__EXTRACT PROVIDED__:

━━━━━━━━━━━━━━━━━━━━

14    Section 9 of the Act defines “officer” to include at paragraph (f) a liquidator of the corporation.

15    Accordingly, Mr Kukulovski is an officer of the Company and leave is required under s 448C(1) for Mr Sutherland as his partner to consent to be appointed as administrator of the Company and to act as administrator of a deed of company arrangement. When it comes to consideration of whether to grant this leave, the focus is clearly on issues of conflict of interest, for instance, incompatible allegiances or interests: see Dean-Willcocks v Yeshiva Properties No 1 Pty Ltd (prov liq apptd) (2003) 48 ACSR 525 per Barrett J at [15] and [22]. The conflict must be real and not theoretical, and it is generally desirable that the external administration of a group should be in the hands of one administrator: see Re Chilia Properties Pty Ltd (1997) 73 FCR 171. See also Skafcorp Ltd (admin apptd) v Jarol Pty Ltd (2002) 44 ACSR 138.

Consideration

16    Mr Kukulovski submits that he and his partners and the staff of his firm have been involved in the external administration of the Company for over 4 years, and possess a substantial body of knowledge regarding the Company’s affairs. He further submits that there are no grounds or circumstances that suggest any real potential conflict of interest or considerations of commercial morality which would preclude Mr Sutherland from being appointed. Prior to his first appointment as voluntary administrator in 2009, neither he, any of his partners nor his firm was engaged by the Company to provide any accounting advice or services to it. Mr Kukulovski’s representative also advised the Court that Jirsch Sutherland has no relationships with the possible Amalgamation Partner or any of the other possible purchasers of the assets of the Company which are currently known to them.

━━━━━━━━━━━━━━━━━━━━

__INFORMATION GIVEN__:
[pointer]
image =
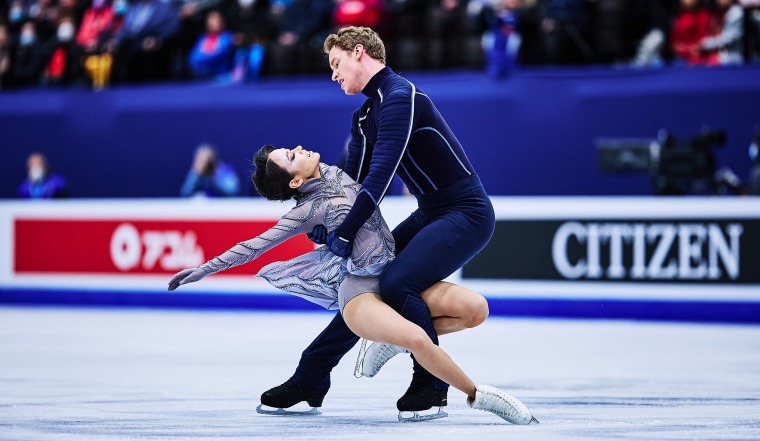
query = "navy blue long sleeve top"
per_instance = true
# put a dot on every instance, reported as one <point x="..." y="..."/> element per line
<point x="398" y="130"/>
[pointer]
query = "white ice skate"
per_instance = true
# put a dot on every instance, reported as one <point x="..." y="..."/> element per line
<point x="493" y="400"/>
<point x="375" y="357"/>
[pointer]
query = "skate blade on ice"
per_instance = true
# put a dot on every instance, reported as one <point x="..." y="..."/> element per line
<point x="414" y="417"/>
<point x="266" y="410"/>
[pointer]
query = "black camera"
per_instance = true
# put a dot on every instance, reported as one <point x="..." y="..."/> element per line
<point x="677" y="166"/>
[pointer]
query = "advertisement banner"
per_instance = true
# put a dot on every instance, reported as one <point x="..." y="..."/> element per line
<point x="137" y="246"/>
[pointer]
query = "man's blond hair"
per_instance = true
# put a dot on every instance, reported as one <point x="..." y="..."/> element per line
<point x="348" y="37"/>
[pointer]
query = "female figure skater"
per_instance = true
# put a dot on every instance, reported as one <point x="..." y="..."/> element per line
<point x="324" y="195"/>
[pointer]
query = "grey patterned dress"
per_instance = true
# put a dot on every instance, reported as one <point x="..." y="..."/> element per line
<point x="316" y="275"/>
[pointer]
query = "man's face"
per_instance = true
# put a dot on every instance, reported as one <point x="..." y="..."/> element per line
<point x="346" y="69"/>
<point x="298" y="162"/>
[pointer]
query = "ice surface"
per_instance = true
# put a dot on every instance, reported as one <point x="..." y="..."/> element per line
<point x="118" y="374"/>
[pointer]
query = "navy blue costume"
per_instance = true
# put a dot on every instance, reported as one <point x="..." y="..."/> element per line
<point x="398" y="130"/>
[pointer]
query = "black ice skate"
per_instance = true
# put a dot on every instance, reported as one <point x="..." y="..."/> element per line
<point x="286" y="395"/>
<point x="419" y="399"/>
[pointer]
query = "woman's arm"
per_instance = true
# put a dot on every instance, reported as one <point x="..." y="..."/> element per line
<point x="291" y="224"/>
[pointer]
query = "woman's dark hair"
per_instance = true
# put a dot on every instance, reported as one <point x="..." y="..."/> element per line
<point x="271" y="180"/>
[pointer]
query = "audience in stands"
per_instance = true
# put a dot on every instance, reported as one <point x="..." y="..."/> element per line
<point x="41" y="182"/>
<point x="209" y="176"/>
<point x="211" y="57"/>
<point x="130" y="41"/>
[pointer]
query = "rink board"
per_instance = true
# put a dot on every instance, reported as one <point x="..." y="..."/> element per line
<point x="693" y="259"/>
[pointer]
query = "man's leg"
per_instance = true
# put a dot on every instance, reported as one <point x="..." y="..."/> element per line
<point x="311" y="380"/>
<point x="430" y="252"/>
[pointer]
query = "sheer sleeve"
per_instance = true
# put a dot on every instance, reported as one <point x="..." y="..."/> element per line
<point x="298" y="220"/>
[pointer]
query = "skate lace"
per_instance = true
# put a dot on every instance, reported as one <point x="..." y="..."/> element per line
<point x="502" y="404"/>
<point x="358" y="369"/>
<point x="385" y="353"/>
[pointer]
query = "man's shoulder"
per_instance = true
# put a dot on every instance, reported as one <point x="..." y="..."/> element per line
<point x="396" y="84"/>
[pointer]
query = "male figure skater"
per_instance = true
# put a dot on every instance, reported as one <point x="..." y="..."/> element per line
<point x="397" y="130"/>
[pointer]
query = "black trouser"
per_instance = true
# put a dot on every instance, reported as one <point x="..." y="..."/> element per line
<point x="450" y="227"/>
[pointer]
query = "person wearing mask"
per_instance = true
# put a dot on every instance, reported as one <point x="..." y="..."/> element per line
<point x="40" y="182"/>
<point x="212" y="54"/>
<point x="28" y="58"/>
<point x="64" y="66"/>
<point x="210" y="176"/>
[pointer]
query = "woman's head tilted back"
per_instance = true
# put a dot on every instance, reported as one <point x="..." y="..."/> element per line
<point x="271" y="180"/>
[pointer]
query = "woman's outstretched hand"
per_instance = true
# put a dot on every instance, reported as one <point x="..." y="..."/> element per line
<point x="186" y="276"/>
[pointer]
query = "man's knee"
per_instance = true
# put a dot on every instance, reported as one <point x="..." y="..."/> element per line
<point x="477" y="312"/>
<point x="394" y="289"/>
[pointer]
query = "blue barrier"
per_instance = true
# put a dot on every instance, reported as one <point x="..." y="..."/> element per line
<point x="613" y="309"/>
<point x="531" y="134"/>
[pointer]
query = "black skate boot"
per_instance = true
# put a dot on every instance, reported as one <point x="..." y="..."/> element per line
<point x="289" y="394"/>
<point x="421" y="398"/>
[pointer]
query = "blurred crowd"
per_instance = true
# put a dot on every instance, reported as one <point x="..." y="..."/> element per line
<point x="94" y="43"/>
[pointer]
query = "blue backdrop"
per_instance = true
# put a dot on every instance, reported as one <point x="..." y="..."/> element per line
<point x="531" y="134"/>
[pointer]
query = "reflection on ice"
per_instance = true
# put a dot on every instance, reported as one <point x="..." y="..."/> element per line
<point x="88" y="374"/>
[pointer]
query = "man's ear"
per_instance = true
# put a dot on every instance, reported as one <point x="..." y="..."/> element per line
<point x="296" y="182"/>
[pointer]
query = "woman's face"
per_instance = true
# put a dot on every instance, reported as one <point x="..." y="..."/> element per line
<point x="298" y="162"/>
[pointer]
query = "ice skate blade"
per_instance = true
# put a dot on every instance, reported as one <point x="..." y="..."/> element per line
<point x="416" y="417"/>
<point x="280" y="411"/>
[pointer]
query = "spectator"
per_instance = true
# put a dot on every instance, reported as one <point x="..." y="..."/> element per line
<point x="369" y="13"/>
<point x="5" y="57"/>
<point x="691" y="26"/>
<point x="564" y="32"/>
<point x="501" y="39"/>
<point x="612" y="30"/>
<point x="28" y="58"/>
<point x="253" y="26"/>
<point x="41" y="183"/>
<point x="142" y="44"/>
<point x="45" y="14"/>
<point x="64" y="66"/>
<point x="728" y="41"/>
<point x="210" y="176"/>
<point x="653" y="19"/>
<point x="17" y="15"/>
<point x="191" y="24"/>
<point x="99" y="24"/>
<point x="406" y="44"/>
<point x="212" y="54"/>
<point x="303" y="26"/>
<point x="447" y="30"/>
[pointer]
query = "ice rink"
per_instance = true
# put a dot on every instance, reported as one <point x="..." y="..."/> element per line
<point x="118" y="374"/>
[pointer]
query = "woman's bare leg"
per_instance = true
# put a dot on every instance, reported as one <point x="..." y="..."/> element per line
<point x="454" y="308"/>
<point x="369" y="317"/>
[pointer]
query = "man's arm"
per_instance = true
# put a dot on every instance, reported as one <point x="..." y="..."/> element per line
<point x="395" y="121"/>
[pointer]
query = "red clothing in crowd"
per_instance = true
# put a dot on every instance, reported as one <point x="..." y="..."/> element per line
<point x="689" y="28"/>
<point x="94" y="22"/>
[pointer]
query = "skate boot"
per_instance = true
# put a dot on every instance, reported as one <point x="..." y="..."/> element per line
<point x="289" y="394"/>
<point x="421" y="398"/>
<point x="376" y="356"/>
<point x="493" y="400"/>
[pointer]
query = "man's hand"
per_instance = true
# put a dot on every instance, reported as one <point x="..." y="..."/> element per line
<point x="318" y="235"/>
<point x="186" y="276"/>
<point x="340" y="246"/>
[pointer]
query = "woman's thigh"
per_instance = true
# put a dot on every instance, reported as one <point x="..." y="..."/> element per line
<point x="369" y="317"/>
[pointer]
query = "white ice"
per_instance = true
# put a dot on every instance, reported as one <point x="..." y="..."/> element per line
<point x="121" y="374"/>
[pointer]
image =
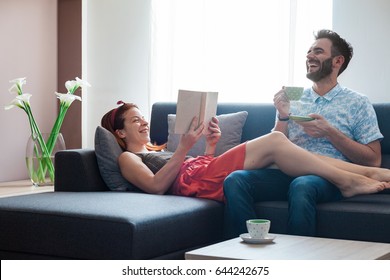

━━━━━━━━━━━━━━━━━━━━

__YOUR TASKS__:
**1.** Copy the judgment excerpt from "15    Accordingly, Mr Kukulovski" to "44 ACSR 138.", switching "allegiances" to "loyalties".
**2.** How many lines of the listing contain the string "figure"? Reply with the number only.

__THE ANSWERS__:
**1.**
15    Accordingly, Mr Kukulovski is an officer of the Company and leave is required under s 448C(1) for Mr Sutherland as his partner to consent to be appointed as administrator of the Company and to act as administrator of a deed of company arrangement. When it comes to consideration of whether to grant this leave, the focus is clearly on issues of conflict of interest, for instance, incompatible loyalties or interests: see Dean-Willcocks v Yeshiva Properties No 1 Pty Ltd (prov liq apptd) (2003) 48 ACSR 525 per Barrett J at [15] and [22]. The conflict must be real and not theoretical, and it is generally desirable that the external administration of a group should be in the hands of one administrator: see Re Chilia Properties Pty Ltd (1997) 73 FCR 171. See also Skafcorp Ltd (admin apptd) v Jarol Pty Ltd (2002) 44 ACSR 138.

**2.** 2